◆ **What is expected**
Copy the material below word for word, keeping every line in its original order.

◆ **Extracted entries**

┌────────

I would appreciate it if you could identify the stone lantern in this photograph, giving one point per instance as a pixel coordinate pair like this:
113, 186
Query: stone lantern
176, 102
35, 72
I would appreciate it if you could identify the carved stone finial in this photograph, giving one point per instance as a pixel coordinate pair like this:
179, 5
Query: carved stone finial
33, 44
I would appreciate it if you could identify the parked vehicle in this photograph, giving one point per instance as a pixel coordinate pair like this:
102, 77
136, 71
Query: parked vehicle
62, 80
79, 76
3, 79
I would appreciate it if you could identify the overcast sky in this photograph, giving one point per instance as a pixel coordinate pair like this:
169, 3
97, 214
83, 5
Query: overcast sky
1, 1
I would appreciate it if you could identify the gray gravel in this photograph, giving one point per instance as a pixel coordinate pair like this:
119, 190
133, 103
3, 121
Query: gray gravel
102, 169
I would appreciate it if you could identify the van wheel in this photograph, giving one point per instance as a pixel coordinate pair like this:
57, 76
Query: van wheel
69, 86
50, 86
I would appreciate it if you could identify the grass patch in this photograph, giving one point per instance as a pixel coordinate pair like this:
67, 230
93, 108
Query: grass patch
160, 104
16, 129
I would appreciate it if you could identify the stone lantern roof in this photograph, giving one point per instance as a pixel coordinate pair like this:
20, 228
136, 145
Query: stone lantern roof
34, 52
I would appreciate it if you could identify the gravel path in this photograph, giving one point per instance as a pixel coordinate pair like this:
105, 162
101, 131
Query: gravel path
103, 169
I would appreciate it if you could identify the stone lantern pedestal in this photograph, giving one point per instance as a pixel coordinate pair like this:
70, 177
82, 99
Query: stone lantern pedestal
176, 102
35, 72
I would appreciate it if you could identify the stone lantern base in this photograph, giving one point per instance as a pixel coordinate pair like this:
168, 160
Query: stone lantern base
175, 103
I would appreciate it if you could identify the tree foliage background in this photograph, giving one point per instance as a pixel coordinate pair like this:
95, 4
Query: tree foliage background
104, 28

└────────

◆ **Reply**
I would appreciate it if you could identify the stone lantern in this photograph, giving one point per instance as a pixel coordinate pair like this:
113, 186
Query: stone lantern
176, 102
35, 72
I would appreciate it if you could identify the carved stone finial in this photograph, giving one point per instance as a pixel coordinate pair like this:
179, 5
Query: carved stone finial
33, 44
I would appreciate it if you could identify the parked vehicle in this photograph, giving one point per instance as a pixel coordinate pair like this:
102, 77
136, 71
Query: parked vehicle
62, 80
79, 76
3, 79
I would appreciate it if you could identify the overcast sky in this photograph, giving one point per instance as a pixel coordinate pair like this:
169, 3
97, 214
83, 5
Query: overcast sky
1, 1
I would appreciate it if you could identify the gray gravel in this photograph, giving one point per instance as a pixel coordinate pair like this:
119, 190
133, 103
3, 121
Query: gray gravel
102, 169
I would appreciate it if you could identify the van wheel in this photograph, giving one point per instance as a pixel coordinate pair like this:
57, 76
Query: van wheel
69, 86
50, 86
I would appreciate it if you could identify the grass patch in this photograph, giving one point per instance as a pixel coordinate pair like this:
67, 230
93, 108
Query: grass patch
160, 104
16, 129
I would appreciate it if you could identify the stone lantern roof in this photograph, giving one point per instance as a pixel coordinate pair like this:
20, 228
136, 145
Query: stone lantern roof
34, 52
I would appreciate it if you could identify the gravel path in this photograph, giving one point per instance as a pixel coordinate pair like this:
105, 162
101, 131
Query: gravel path
103, 169
I would appreciate it if you could identify the stone lantern pedestal in this photograph, giving one point per instance as a pixel coordinate pair like this:
70, 177
82, 99
Query: stone lantern pedestal
176, 102
35, 72
I would appreciate it if you could identify the stone lantern base in this photograph, giving one point per instance as a pixel coordinate pair like this:
168, 160
Query: stone lantern base
175, 103
I would appreciate it if you could identify the tree foliage background in this photograph, giving one point per instance as a pixel coordinate pair like this:
95, 4
Query: tree foliage background
104, 28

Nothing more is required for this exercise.